(Excerpted data begins)

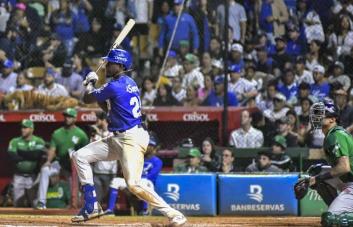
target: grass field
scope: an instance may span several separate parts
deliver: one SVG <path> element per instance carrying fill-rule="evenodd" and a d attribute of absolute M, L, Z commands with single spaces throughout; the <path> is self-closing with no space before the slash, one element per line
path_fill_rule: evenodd
<path fill-rule="evenodd" d="M 0 226 L 168 226 L 164 217 L 106 216 L 72 224 L 69 215 L 0 214 Z M 312 217 L 189 217 L 185 227 L 211 226 L 320 226 Z"/>

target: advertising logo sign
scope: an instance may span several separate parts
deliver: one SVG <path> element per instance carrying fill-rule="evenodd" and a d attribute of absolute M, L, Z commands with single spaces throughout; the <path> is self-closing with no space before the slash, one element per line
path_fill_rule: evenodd
<path fill-rule="evenodd" d="M 219 175 L 220 214 L 296 215 L 298 175 Z"/>
<path fill-rule="evenodd" d="M 161 174 L 155 189 L 186 215 L 216 215 L 216 174 Z M 207 193 L 200 193 L 207 191 Z"/>

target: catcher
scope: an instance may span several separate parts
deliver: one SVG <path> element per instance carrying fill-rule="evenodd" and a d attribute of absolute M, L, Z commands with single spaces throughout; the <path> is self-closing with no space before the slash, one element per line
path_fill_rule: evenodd
<path fill-rule="evenodd" d="M 353 138 L 338 126 L 338 111 L 330 99 L 312 105 L 310 121 L 325 134 L 323 148 L 330 166 L 311 166 L 310 177 L 294 186 L 296 197 L 302 199 L 308 187 L 317 190 L 328 205 L 322 226 L 353 226 Z"/>

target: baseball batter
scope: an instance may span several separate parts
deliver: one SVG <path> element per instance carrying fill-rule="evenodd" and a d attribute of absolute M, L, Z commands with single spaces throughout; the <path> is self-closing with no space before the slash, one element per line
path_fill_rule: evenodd
<path fill-rule="evenodd" d="M 84 81 L 86 91 L 83 99 L 86 103 L 97 101 L 103 110 L 108 111 L 108 128 L 113 135 L 72 154 L 85 201 L 84 207 L 72 221 L 81 222 L 103 215 L 97 202 L 90 163 L 119 160 L 129 190 L 167 216 L 171 225 L 181 226 L 186 222 L 184 215 L 171 208 L 154 190 L 141 184 L 149 135 L 141 125 L 139 89 L 134 80 L 125 74 L 131 68 L 132 58 L 125 50 L 112 49 L 103 59 L 107 62 L 106 77 L 111 80 L 96 89 L 94 84 L 98 76 L 90 72 Z"/>
<path fill-rule="evenodd" d="M 315 103 L 310 119 L 314 128 L 321 128 L 325 134 L 323 148 L 331 165 L 329 168 L 319 166 L 319 171 L 309 178 L 309 186 L 317 190 L 329 206 L 328 212 L 321 216 L 322 225 L 353 224 L 353 138 L 337 125 L 338 111 L 330 99 Z M 317 166 L 312 169 L 315 168 Z"/>

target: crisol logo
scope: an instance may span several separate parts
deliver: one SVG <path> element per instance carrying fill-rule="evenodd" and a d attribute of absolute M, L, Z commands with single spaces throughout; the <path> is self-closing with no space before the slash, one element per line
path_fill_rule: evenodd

(Excerpted data ends)

What is required -
Lines containing "target" in the records above: how many are there? Give only the number.

Reply -
5